>> Begin
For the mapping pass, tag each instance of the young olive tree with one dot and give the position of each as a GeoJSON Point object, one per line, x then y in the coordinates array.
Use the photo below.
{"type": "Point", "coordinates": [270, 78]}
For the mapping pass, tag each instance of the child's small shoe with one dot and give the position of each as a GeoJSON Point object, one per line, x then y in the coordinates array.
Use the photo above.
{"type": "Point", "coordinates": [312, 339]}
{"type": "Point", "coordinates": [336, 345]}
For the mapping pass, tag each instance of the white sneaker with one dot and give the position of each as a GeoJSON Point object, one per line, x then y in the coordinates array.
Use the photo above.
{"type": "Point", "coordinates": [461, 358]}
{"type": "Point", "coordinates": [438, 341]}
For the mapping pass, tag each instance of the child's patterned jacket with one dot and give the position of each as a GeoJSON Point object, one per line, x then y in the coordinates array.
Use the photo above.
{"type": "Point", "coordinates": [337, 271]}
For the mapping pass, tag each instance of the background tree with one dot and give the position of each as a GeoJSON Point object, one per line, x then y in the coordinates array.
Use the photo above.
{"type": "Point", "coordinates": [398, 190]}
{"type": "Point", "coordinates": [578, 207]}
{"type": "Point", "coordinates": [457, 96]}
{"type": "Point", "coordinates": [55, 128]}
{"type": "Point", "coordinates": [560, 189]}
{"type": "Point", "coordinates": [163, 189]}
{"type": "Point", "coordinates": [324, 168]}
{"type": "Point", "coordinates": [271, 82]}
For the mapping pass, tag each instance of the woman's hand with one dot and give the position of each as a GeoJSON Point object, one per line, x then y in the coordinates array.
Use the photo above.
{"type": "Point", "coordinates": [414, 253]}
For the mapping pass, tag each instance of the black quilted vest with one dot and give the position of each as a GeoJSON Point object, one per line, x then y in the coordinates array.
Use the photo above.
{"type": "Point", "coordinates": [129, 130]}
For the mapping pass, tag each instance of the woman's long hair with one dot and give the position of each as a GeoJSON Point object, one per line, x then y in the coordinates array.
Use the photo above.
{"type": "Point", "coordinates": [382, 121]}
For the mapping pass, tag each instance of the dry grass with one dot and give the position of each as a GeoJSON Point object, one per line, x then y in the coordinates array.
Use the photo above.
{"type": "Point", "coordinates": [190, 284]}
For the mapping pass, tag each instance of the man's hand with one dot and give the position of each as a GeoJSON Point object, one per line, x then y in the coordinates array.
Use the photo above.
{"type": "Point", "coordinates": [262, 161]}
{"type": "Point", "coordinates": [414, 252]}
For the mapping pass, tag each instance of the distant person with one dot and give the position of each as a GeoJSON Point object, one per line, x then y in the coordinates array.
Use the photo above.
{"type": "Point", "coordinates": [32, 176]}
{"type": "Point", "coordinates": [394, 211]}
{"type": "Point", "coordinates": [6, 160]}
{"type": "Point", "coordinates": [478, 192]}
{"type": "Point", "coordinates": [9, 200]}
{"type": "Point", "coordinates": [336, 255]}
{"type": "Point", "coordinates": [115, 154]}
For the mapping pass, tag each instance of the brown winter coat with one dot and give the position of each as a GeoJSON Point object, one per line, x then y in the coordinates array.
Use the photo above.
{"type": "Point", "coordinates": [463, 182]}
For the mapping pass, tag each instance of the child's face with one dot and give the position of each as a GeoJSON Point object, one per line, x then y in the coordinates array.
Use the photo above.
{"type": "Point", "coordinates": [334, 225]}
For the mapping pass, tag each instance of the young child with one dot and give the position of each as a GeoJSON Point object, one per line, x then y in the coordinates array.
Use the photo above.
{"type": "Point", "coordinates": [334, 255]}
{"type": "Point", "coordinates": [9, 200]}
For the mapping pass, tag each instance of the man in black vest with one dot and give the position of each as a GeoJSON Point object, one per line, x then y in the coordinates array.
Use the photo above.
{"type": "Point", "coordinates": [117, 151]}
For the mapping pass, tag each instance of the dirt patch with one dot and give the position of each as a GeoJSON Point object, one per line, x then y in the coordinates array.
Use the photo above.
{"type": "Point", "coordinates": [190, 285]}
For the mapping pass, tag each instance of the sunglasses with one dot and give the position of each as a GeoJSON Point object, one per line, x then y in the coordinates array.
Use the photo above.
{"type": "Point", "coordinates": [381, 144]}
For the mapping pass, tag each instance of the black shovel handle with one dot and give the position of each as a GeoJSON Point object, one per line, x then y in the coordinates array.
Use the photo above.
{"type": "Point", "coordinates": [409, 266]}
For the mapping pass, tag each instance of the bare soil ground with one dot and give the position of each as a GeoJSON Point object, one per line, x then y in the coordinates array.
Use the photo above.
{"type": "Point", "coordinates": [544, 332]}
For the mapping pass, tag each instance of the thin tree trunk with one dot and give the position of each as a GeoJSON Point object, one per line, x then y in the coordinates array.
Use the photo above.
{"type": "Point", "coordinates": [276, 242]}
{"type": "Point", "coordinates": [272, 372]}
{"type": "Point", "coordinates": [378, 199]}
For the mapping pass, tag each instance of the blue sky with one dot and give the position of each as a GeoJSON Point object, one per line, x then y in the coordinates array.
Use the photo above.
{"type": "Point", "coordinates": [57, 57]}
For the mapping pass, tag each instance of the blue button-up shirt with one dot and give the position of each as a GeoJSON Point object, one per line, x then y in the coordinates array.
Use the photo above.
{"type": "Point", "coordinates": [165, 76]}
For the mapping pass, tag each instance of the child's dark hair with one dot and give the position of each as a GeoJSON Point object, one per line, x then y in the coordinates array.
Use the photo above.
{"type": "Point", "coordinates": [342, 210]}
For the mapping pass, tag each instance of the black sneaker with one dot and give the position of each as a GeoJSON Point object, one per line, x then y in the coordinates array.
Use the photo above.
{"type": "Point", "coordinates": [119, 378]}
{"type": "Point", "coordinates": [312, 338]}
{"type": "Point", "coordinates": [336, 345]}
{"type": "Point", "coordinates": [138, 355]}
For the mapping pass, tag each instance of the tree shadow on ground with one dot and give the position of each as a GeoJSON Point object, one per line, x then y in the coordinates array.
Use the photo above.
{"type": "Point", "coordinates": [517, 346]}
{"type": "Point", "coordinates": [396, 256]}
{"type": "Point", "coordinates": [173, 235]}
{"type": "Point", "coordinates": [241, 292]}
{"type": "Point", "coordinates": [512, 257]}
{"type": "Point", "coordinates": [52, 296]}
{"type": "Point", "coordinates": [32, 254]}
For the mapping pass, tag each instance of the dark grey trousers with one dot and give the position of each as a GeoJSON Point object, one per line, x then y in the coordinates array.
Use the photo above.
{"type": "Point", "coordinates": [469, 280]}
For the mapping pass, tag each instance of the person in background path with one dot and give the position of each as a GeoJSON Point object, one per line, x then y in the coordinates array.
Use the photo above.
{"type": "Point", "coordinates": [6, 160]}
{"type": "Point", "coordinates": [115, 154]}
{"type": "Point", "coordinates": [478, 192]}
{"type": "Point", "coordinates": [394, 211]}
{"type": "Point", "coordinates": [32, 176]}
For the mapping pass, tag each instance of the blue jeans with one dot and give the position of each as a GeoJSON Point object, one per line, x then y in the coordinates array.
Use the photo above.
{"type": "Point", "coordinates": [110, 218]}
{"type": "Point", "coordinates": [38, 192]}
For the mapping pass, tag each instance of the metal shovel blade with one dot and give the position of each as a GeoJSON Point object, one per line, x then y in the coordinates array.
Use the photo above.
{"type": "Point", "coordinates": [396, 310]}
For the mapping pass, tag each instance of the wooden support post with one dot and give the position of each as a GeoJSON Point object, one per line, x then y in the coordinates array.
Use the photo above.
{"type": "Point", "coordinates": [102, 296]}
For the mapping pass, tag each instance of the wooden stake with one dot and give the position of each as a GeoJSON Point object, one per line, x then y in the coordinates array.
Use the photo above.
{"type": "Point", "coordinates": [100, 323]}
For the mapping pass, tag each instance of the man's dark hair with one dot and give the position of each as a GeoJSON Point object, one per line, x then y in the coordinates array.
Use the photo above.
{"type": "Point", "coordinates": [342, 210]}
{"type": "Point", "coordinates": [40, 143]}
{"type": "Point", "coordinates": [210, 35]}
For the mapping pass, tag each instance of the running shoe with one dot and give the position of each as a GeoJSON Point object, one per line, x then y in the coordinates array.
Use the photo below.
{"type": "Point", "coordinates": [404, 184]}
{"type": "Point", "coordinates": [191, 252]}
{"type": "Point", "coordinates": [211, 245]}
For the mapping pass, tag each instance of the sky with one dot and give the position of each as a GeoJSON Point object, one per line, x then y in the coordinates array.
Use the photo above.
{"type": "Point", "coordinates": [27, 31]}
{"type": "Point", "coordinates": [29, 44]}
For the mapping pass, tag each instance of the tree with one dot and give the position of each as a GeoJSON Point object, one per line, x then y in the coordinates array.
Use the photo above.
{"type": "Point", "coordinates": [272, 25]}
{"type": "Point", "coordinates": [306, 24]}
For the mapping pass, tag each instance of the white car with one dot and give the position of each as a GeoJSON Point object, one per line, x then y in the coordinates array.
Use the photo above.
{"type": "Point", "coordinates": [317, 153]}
>> End
■ **PROBLEM REQUIREMENTS**
Repeat exactly the lines starting at the line with "For the mapping pass, tag each instance of the tree with" and ending with the final line of the entries. Include nothing else.

■ **TASK RESPONSE**
For the mapping pass, tag each instance of the tree with one dot and give the position of each as a GeoJSON Point object, one per line, x then y in the coordinates array.
Use the photo above.
{"type": "Point", "coordinates": [272, 25]}
{"type": "Point", "coordinates": [306, 24]}
For the mapping pass, tag each instance of the white car with one dot and give the position of each as a GeoJSON Point object, one per line, x then y in the coordinates array.
Use the photo above.
{"type": "Point", "coordinates": [317, 153]}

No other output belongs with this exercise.